# Z87 (Haswell) v. x79 (Ivy Bridge-E) for  GTX 780 SLI Gaming



## JThorpe (Jul 10, 2013)

Hello All,

So I have somewhat of a simple question. I will be building a new (long lasting, 5 year) gaming system soon and I would like to utilize two GTX 780’s in SLI. I know that, for most games now, I really would only need one GTX 780, but I only build a new computer every 5-6 years, and I want to make sure that I build something that I can still play the new games down the road on high settings.

With the recent information about Ivy Bridge-E (http://www.maximumpc.com/leaked_intel_roadmap_reveals_new_batch_haswell_chips2013) and the release of Haswell and the Z87 chipset, I have come to the conundrum that I am in now. 

I know that I can SLI on the Z87 motherboards, but I would be relegated to x8/x8 (unless I get a motherboard with a PLX chip, but I want to stay away from that). I have read a bunch of the forums and review sites, that say that x8 PCIe 3.0 is the same as x16 PCIe 2.0, and that the difference between the 3.0 x8 and 3.0 x16 is not major, in today’s games. Also, that most GPU’s do not fully saturate the PCIe 3.0 lanes. Further, I know that I would be able to SLI on the x79 motherboard and I would be able to utilize PCI3 3.0 x16/x16.

My motherboard/CPU set up would be:

Asus Z87 Sabertooth + i7- 4770K v. Asus X79 Sabertooth + i7-4920K (or i7-4930K)

| DATASET CONTENT |
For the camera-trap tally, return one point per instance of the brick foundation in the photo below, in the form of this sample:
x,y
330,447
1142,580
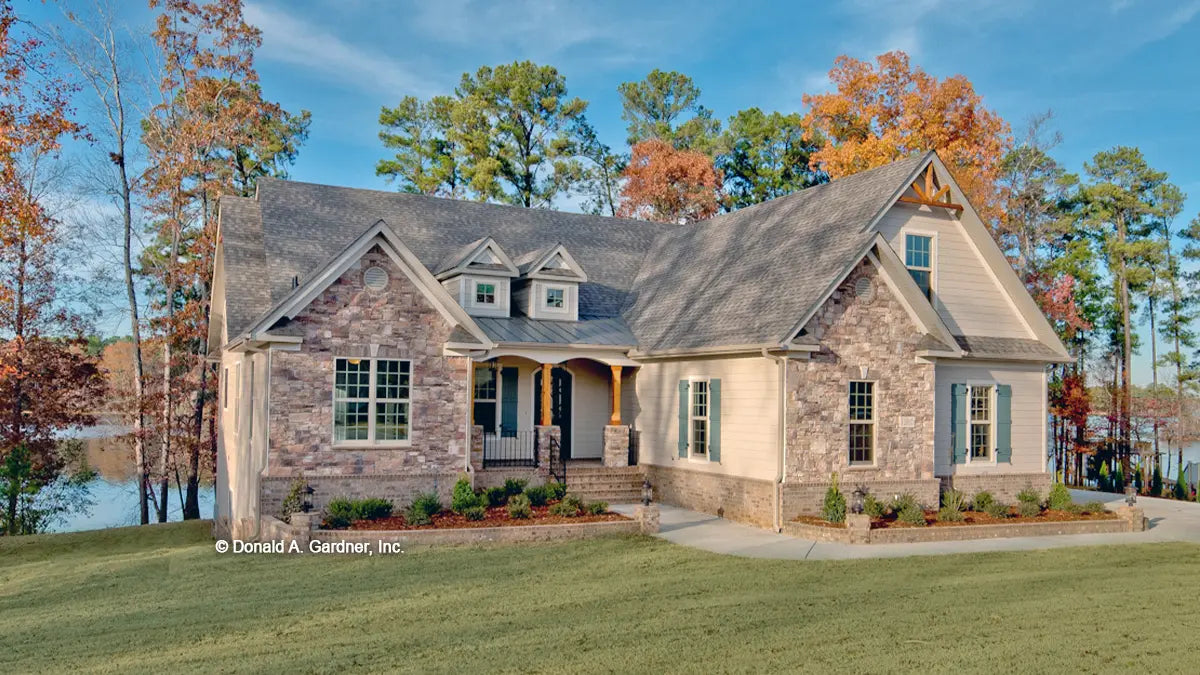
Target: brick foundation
x,y
745,500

| GOAL 1 |
According to the forum post, why does the poster plan to use two GTX 780s in SLI when one would be enough for most current games? Answer in one to three sentences.
| GOAL 2 |
In the forum post, what PCIe lane configuration would SLI be limited to on a Z87 motherboard without a PLX chip?
| GOAL 3 |
Reproduce the forum post from "# Z87 (Haswell)" to "I am in now.".

| TASK ANSWER 1 |
The poster builds a new computer only every five to six years. They want a system that can still run new games on high settings years from now.

| TASK ANSWER 2 |
It would be limited to x8/x8.

| TASK ANSWER 3 |
# Z87 (Haswell) v. x79 (Ivy Bridge-E) for  GTX 780 SLI Gaming



## JThorpe (Jul 10, 2013)

Hello All,

So I have somewhat of a simple question. I will be building a new (long lasting, 5 year) gaming system soon and I would like to utilize two GTX 780’s in SLI. I know that, for most games now, I really would only need one GTX 780, but I only build a new computer every 5-6 years, and I want to make sure that I build something that I can still play the new games down the road on high settings.

With the recent information about Ivy Bridge-E (http://www.maximumpc.com/leaked_intel_roadmap_reveals_new_batch_haswell_chips2013) and the release of Haswell and the Z87 chipset, I have come to the conundrum that I am in now.